__Document text__.

Preferred Citation: Hall, Clarence A., Jr., editor Natural History of the White-Inyo Range, Eastern California. Berkeley:  University of California Press,  c1991 1991. http://ark.cdlib.org/ark:/13030/ft3t1nb2pn/


 
3— Geologic History of the White-Inyo Range

Introduction and General History

The White-Inyo Range (Fig. 3.1), representing the westernmost range of the Basin and Range structural province, extends for 110 mi (175 km) from Montgomery Pass south-southeastward to Malpais Mesa opposite Owens Lake. Its maximum width, east of Bishop, is approximately 22 mi (35 km). The terminological separation of White from Inyo mountains is placed along the Westgard-Cedar Flat-Deep Springs Valley Road, a division that has no particular topographic or geologic significance. As is typical of the ranges of the province, it is bounded, generally on both sides, by normal faults of large-magnitude slip. The northern part of the range is mainly an easterly tilted block marked by an impressive escarpment from the Owens-Chalfant-Hamill valleys on the west, at 4,300 ft (1,310 m), to the crest of the range at White Mountain Peak, 14,246 ft (4,342 m). The southern, Inyo Mountains, part of the range has been tilted slightly to the west, with its maximum relief from Saline Valley at 1,100 ft (353 m) on the east to the range crest at Mt. Inyo, 11,107 ft (3,385 m).

__Stated exercise 1__. Copy the records below line for line, without changing anything.

__Available data__.
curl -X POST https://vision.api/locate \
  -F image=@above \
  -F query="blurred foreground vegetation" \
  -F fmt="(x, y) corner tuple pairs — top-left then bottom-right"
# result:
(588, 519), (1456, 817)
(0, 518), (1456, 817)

__Stated exercise 2__.
Answer these questions using the passage on the White-Inyo Range:
(a) How far does the range extend, and between which two points?
(b) What is the range's maximum width, and where is it found?
(c) What is the elevation of Mt. Inyo?

__Complete response 1__.
curl -X POST https://vision.api/locate \
  -F image=@above \
  -F query="blurred foreground vegetation" \
  -F fmt="(x, y) corner tuple pairs — top-left then bottom-right"
# result:
(588, 519), (1456, 817)
(0, 518), (1456, 817)

__Complete response 2__.
(a) 110 mi (175 km), from Montgomery Pass south-southeastward to Malpais Mesa opposite Owens Lake.
(b) Approximately 22 mi (35 km), east of Bishop.
(c) 11,107 ft (3,385 m).